» EXCERPTED PASSAGE:
****

The narrator writes furtively in her room, having to hide her writing from her family. They

feel that her only road to recovery is through total R & R, that she should not have to lift a

finger, let alone stimulate a single neuron in her female brain. While she appreciates their

concern she feels stifled and bored. She feels that her condition is only being worsened by

her lack of stimulus, but it is not simply boredom that bothers her. She is constantly feeling

guilty and unappreciative for questioning her family's advice. This causes her to question

her self-awareness and her own perception of reality. "I sometimes fancy that in my

condition if I had less opposition and more society and stimulus; but John says the very

worst thing I can do is to think about my condition, and I confess it always makes me feel

bad." She also faults herself for not taking care of her home and family. Like Dickinson,

she is caught up in the cobwebs of her society's ideology.

****

» RECORD EXTRACTS:
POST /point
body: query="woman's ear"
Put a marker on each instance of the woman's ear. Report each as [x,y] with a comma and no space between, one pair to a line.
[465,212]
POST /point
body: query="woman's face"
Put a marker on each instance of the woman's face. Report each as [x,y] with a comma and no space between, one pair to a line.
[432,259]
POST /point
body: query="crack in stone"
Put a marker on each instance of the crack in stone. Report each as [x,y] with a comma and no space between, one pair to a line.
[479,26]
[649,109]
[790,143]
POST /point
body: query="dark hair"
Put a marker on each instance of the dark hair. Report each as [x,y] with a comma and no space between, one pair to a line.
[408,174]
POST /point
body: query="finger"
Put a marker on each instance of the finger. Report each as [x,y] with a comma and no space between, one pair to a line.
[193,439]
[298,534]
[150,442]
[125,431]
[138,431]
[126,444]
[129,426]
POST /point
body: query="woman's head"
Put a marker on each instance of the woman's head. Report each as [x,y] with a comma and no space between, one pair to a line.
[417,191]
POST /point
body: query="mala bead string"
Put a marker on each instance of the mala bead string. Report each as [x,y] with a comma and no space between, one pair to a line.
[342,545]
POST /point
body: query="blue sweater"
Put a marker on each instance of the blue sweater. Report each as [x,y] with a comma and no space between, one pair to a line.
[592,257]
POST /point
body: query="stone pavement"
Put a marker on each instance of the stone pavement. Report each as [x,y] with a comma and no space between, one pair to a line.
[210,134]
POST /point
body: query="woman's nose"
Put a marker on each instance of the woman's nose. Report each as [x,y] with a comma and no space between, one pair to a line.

****

» WORK INSTRUCTIONS: Extend the passage about the narrator who hides her writing from her family, picking up after its final sentence.

» EXERCISE OUTPUT:
She has an immediate dislike for the wallpaper and at first studies it with the eye of a

critical interior decorator. The pattern fascinates her and she becomes increasingly obsessed

with uncovering its secrets. Eventually it becomes the center of her life and her only

concern. On the most basic level, it is apparent that anyone who becomes obsessed with

wallpaper and believes it to hold a world that people inhabit is insane. Looking deeper into

what the narrator reads into the wallpaper, we can understand her more clearly. The woman

she sees in the wallpaper struggling to break free of the bars seems to reflect and reinforce

her own desire to leave the house. When she first writes of the woman shaking the

wallpaper at night, trying to escape, this coincides with her attempt to convince her husband

to take her away from the place. Neither woman is successful in breaking away and the

narrator begins to read even more into the pattern. While outwardly and on a conscious

level she accepts John's refusal to leave, she seems to be projecting her real anger and

resentment onto the wallpaper; The pattern "slaps you in the face, knocks you down, and

tramples upon you."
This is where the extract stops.